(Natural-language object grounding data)

◆ ◆ ◆ ◆ ◆

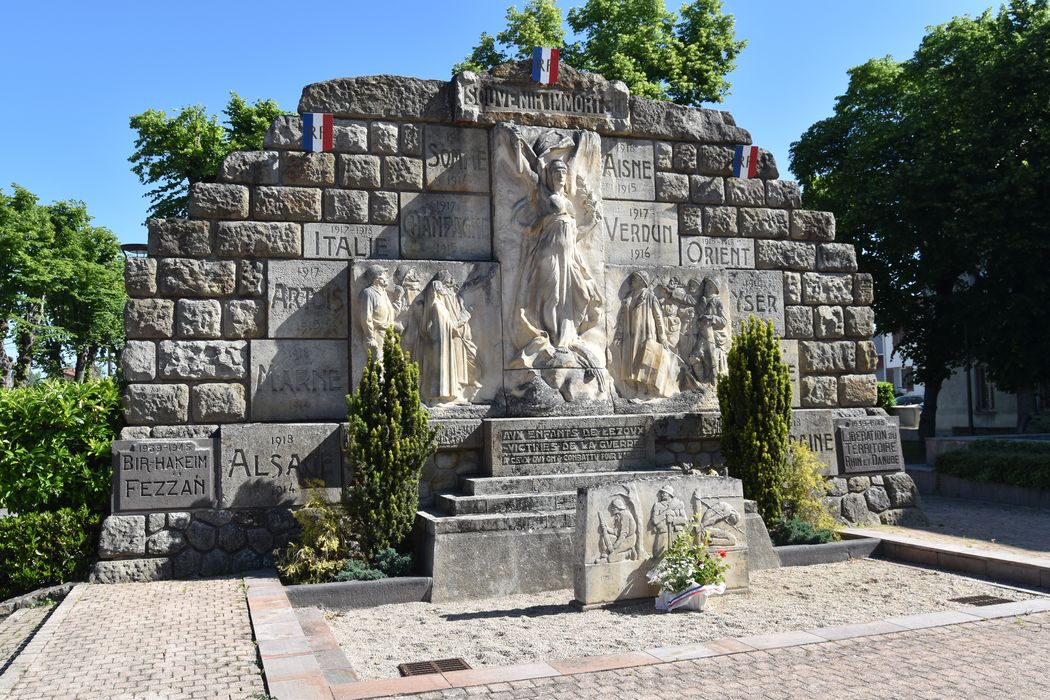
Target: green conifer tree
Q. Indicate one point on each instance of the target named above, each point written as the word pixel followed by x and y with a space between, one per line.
pixel 755 401
pixel 389 442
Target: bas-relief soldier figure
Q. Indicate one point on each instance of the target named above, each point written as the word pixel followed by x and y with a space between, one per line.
pixel 646 367
pixel 667 520
pixel 376 311
pixel 446 354
pixel 618 541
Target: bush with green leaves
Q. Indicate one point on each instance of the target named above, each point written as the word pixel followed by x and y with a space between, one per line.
pixel 46 549
pixel 389 442
pixel 754 397
pixel 1024 463
pixel 55 445
pixel 326 543
pixel 796 531
pixel 804 488
pixel 886 397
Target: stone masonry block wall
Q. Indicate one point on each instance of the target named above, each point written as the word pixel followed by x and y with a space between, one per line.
pixel 245 322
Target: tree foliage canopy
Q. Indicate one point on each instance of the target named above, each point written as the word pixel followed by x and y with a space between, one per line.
pixel 660 55
pixel 174 151
pixel 937 168
pixel 61 285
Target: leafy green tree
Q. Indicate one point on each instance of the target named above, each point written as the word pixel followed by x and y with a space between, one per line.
pixel 660 55
pixel 175 151
pixel 754 397
pixel 390 440
pixel 936 170
pixel 61 288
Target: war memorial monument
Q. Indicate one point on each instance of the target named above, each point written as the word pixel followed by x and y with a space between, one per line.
pixel 566 262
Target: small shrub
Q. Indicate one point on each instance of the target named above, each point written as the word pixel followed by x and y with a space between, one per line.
pixel 55 445
pixel 1013 463
pixel 755 402
pixel 804 488
pixel 886 397
pixel 357 570
pixel 795 531
pixel 324 546
pixel 389 442
pixel 392 564
pixel 46 549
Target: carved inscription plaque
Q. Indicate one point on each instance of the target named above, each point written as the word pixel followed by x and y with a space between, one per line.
pixel 299 380
pixel 559 445
pixel 627 169
pixel 456 160
pixel 272 464
pixel 446 227
pixel 814 429
pixel 758 293
pixel 343 241
pixel 705 252
pixel 162 474
pixel 869 444
pixel 641 233
pixel 307 299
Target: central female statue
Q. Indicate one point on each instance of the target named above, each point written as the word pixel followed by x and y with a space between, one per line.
pixel 559 298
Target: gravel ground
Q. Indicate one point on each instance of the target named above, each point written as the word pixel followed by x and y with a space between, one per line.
pixel 520 629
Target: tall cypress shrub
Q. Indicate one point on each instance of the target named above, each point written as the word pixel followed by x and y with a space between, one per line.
pixel 390 440
pixel 755 401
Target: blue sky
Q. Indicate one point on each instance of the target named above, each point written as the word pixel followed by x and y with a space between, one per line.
pixel 75 71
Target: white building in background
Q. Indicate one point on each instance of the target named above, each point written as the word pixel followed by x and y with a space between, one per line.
pixel 993 410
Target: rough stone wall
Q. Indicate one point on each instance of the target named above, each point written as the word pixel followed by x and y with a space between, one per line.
pixel 242 324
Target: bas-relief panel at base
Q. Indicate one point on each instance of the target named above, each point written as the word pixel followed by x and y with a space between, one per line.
pixel 670 331
pixel 448 318
pixel 622 530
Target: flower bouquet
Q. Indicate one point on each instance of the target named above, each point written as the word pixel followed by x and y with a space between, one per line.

◆ ◆ ◆ ◆ ◆

Your goal: Go through the data above and print exactly the lines from its first line through the line holding "Target: carved inscription plaque", both included, leaving pictures aside.

Answer below:
Target: green conifer tree
Q. Indicate one point on each instance of the target named above, each point written as the word pixel followed by x and y with a space between, one per line.
pixel 755 401
pixel 389 442
Target: bas-relief soldier figure
Q. Indicate one point on each instance of the target named above, each point written as the word pixel followed by x and y with a space between, one per line.
pixel 646 367
pixel 667 520
pixel 376 311
pixel 446 354
pixel 618 541
Target: bush with green leaves
Q. Indicate one point on each instance of the target named above, each point written as the word pixel followed by x and y with a space between, one per line.
pixel 46 549
pixel 389 442
pixel 754 397
pixel 1024 463
pixel 55 445
pixel 326 543
pixel 796 531
pixel 804 488
pixel 886 397
Target: stone masonry block wall
Q. Indicate one point on each instance of the target named above, each point written as the word pixel followed by x and y with a space between, one per line.
pixel 245 322
Target: tree foliage canopy
Q. Indicate one point on each instance of the target named above, each point written as the word pixel followed by x and y with a space between, one per line.
pixel 660 55
pixel 174 151
pixel 937 168
pixel 61 285
Target: leafy green tree
Q. Indicate one point on each instance of the target named above, each point written as the word pixel followed by x and y with a space between, one per line.
pixel 660 55
pixel 175 151
pixel 754 397
pixel 390 440
pixel 936 170
pixel 61 288
Target: war memorial monument
Q. Indicate one point on each instance of the target named above, each point written as the word pixel followed by x and y with a space between, one per line.
pixel 566 262
Target: small shrub
Q. Indicate one point on each instance of the target named above, each point written as the word pixel followed by x and y with a space between, one per line.
pixel 55 445
pixel 1013 463
pixel 755 402
pixel 804 488
pixel 886 397
pixel 357 570
pixel 795 531
pixel 324 546
pixel 389 442
pixel 392 564
pixel 46 549
Target: carved inscription plaque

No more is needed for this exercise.